* **本文**:
==========
お陰様で今年も無事、除夜の鐘を滞りなく撞き終わり、新年を迎えることができました。
昨年は元旦に能登で大地震がおきて大きな被害が出ました。世界を見れば各地で戦争が起こり、自由や安全、豊かさを求めて人々が大移動しています。改めて日本は平和だな~と(新年の馬鹿ばかしいテレビを見ながら)思います。しかし過去を見れば、明治期に日本人は百万人以上が貧困から逃れようと海外に移住し、日清日露、二度の大戦を戦い、国土が焦土となる経験をしました。現在の世界は、日本の過去の姿であり、また未来であるかも知れません。

この歳になってきますと、伝教大師最澄の「一隅を照らす」という言葉にぐっとくるようになってきました。最澄は比叡山延暦寺を開いた天台宗の祖であり、浄土宗の法然上人も諸宗の祖も延暦寺で修行したことから、日本仏教の諸宗の源流といえます。その最澄が最も大切にした言葉がこの「一隅を照らす」という言葉です。
==========
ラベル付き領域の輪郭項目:
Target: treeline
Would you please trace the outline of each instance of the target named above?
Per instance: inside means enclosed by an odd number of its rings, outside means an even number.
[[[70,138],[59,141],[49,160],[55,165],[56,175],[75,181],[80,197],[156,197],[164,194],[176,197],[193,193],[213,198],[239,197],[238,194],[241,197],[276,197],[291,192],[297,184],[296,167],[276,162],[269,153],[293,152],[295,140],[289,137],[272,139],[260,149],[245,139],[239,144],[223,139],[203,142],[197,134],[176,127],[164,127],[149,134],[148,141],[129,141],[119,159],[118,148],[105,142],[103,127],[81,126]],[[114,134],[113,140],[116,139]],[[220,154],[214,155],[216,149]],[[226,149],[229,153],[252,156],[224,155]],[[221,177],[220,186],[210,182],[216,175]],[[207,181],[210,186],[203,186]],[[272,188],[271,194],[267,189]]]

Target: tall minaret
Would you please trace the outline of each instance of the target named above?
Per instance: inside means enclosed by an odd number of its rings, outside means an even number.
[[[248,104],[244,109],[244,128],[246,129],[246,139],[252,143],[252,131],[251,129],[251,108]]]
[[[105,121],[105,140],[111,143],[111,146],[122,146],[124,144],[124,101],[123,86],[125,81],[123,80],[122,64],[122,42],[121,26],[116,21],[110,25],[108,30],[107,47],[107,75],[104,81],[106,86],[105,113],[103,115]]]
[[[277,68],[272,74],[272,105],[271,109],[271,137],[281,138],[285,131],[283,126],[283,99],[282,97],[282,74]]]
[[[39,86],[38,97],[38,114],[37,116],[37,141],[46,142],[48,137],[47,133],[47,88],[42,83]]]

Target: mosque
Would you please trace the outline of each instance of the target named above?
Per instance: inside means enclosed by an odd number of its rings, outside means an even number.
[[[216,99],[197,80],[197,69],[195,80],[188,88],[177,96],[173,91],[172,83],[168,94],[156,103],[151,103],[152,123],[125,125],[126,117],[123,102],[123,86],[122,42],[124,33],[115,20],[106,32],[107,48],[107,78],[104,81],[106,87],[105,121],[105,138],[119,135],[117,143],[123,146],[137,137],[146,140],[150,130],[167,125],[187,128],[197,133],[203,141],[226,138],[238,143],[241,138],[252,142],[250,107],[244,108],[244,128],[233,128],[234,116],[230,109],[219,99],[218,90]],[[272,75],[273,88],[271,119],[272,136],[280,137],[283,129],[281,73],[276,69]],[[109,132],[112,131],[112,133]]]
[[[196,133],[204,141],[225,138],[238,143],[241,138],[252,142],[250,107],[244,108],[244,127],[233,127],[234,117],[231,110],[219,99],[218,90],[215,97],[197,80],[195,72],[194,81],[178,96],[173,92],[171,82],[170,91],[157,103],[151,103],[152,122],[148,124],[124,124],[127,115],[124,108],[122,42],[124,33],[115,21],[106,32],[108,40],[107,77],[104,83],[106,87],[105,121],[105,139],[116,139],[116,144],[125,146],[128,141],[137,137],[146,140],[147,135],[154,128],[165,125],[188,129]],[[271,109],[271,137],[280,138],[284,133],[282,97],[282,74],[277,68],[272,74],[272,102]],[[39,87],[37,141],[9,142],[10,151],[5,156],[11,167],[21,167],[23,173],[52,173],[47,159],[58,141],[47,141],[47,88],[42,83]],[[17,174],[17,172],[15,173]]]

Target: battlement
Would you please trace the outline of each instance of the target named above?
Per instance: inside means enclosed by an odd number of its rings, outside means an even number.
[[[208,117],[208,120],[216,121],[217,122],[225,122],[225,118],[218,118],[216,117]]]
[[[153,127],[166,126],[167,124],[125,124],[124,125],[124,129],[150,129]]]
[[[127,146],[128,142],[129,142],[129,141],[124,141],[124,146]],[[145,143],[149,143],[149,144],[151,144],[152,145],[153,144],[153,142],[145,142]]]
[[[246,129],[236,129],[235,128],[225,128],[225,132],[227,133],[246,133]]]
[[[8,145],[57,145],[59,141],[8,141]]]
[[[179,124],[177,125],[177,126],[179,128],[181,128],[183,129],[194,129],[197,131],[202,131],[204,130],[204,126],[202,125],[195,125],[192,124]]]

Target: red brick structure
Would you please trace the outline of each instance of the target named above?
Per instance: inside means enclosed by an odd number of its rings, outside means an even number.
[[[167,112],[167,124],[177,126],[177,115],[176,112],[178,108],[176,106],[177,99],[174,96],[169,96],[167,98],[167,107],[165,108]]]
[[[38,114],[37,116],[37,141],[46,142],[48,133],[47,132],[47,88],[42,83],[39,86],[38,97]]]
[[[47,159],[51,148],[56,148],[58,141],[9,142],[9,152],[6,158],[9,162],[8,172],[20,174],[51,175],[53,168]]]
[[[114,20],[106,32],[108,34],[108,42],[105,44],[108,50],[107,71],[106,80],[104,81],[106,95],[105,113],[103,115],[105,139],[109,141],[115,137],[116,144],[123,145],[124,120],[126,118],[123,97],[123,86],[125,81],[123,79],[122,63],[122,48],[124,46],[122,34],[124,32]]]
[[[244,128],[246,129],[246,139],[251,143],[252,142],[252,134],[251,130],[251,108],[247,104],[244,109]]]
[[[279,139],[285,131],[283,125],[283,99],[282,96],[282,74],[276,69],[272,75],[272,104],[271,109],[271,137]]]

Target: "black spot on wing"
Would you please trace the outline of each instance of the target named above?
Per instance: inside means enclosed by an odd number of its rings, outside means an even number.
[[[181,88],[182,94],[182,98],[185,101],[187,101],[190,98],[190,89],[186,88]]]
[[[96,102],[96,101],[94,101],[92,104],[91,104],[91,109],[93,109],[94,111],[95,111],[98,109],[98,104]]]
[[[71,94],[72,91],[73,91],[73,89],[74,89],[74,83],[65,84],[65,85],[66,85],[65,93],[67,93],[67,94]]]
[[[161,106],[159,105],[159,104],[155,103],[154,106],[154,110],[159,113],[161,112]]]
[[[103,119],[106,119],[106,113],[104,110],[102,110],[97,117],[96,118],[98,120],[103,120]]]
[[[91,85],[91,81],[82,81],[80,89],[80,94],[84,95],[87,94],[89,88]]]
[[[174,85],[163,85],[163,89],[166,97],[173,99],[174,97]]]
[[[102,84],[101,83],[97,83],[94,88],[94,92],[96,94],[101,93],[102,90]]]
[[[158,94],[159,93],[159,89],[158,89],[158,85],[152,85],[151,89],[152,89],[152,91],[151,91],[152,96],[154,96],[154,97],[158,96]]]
==========
上に掲げた、除夜の鐘を撞き終えて新年を迎えた所感を述べる本文を、一字一句違えずに全文繰り返してください。

* **出力結果**:
お陰様で今年も無事、除夜の鐘を滞りなく撞き終わり、新年を迎えることができました。
昨年は元旦に能登で大地震がおきて大きな被害が出ました。世界を見れば各地で戦争が起こり、自由や安全、豊かさを求めて人々が大移動しています。改めて日本は平和だな~と(新年の馬鹿ばかしいテレビを見ながら)思います。しかし過去を見れば、明治期に日本人は百万人以上が貧困から逃れようと海外に移住し、日清日露、二度の大戦を戦い、国土が焦土となる経験をしました。現在の世界は、日本の過去の姿であり、また未来であるかも知れません。

この歳になってきますと、伝教大師最澄の「一隅を照らす」という言葉にぐっとくるようになってきました。最澄は比叡山延暦寺を開いた天台宗の祖であり、浄土宗の法然上人も諸宗の祖も延暦寺で修行したことから、日本仏教の諸宗の源流といえます。その最澄が最も大切にした言葉がこの「一隅を照らす」という言葉です。